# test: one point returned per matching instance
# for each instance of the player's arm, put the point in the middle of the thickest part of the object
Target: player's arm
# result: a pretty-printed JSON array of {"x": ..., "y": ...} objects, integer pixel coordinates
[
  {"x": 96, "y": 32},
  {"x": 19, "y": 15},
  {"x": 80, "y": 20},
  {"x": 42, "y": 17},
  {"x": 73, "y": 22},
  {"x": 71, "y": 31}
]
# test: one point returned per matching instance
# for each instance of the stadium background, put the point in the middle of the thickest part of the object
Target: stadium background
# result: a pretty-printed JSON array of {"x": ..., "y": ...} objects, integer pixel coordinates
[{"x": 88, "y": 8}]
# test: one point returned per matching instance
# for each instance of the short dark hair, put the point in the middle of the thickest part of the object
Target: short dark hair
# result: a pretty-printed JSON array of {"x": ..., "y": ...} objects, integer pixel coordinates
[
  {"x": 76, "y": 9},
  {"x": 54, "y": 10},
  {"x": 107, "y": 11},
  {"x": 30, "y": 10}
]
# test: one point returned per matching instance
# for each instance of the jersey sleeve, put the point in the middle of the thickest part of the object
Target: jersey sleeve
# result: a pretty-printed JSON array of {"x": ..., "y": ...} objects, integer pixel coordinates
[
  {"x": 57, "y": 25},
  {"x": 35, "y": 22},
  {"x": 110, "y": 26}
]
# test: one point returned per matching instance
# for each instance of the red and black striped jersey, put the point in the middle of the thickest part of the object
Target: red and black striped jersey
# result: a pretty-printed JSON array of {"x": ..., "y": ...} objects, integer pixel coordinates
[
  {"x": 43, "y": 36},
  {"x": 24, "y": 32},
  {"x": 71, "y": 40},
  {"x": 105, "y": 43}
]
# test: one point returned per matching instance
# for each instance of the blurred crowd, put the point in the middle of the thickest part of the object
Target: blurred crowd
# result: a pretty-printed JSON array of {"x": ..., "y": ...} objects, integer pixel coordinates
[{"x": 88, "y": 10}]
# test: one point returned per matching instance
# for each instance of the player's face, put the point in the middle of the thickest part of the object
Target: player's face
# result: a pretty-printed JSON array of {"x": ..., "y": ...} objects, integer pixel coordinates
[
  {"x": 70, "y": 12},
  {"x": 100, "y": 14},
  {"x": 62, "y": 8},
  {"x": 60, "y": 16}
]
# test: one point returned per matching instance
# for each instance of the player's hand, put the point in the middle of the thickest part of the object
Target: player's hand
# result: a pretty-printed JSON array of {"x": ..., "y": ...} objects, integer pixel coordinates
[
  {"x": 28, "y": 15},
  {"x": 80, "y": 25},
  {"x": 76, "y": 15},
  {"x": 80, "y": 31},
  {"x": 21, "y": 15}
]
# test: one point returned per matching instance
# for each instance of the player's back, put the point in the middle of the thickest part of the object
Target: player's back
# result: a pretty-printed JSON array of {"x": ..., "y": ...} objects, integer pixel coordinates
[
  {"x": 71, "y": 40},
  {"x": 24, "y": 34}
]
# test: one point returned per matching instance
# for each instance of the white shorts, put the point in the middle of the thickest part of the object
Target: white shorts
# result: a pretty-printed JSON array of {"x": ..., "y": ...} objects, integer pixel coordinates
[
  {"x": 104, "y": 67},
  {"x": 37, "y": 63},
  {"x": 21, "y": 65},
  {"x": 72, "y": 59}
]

* * *

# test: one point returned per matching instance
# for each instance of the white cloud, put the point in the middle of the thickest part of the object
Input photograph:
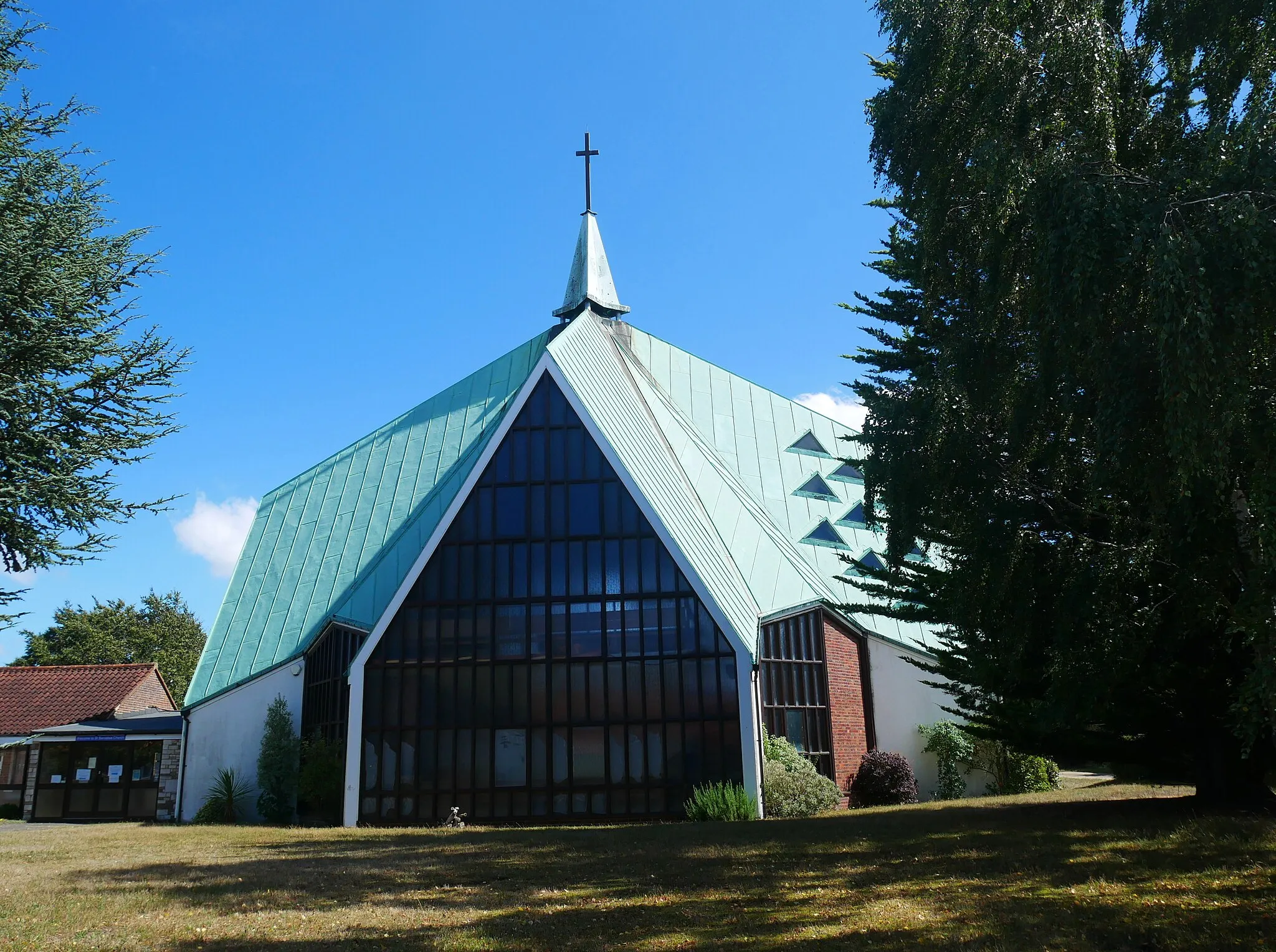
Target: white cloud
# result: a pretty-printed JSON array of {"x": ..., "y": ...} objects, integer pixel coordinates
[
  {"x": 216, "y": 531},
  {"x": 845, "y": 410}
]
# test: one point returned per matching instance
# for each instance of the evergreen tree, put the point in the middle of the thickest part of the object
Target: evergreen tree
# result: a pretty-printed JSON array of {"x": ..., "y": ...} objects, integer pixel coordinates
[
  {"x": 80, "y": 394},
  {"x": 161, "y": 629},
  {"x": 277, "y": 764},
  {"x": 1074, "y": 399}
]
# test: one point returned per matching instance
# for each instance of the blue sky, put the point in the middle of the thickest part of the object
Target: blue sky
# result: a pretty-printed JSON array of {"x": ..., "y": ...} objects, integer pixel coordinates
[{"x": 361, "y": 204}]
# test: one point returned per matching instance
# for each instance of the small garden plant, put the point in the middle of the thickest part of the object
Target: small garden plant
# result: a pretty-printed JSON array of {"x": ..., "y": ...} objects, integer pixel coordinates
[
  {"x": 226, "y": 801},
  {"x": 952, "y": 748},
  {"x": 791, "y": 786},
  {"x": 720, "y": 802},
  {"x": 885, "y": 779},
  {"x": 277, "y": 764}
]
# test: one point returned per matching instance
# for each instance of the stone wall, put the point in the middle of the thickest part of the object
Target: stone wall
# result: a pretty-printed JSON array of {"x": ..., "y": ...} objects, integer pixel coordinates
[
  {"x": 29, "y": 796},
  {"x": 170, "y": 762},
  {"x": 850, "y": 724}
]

Work to do:
Tally the lines in the entries above that contain the string "hair". Reply with that number alone.

Written response:
2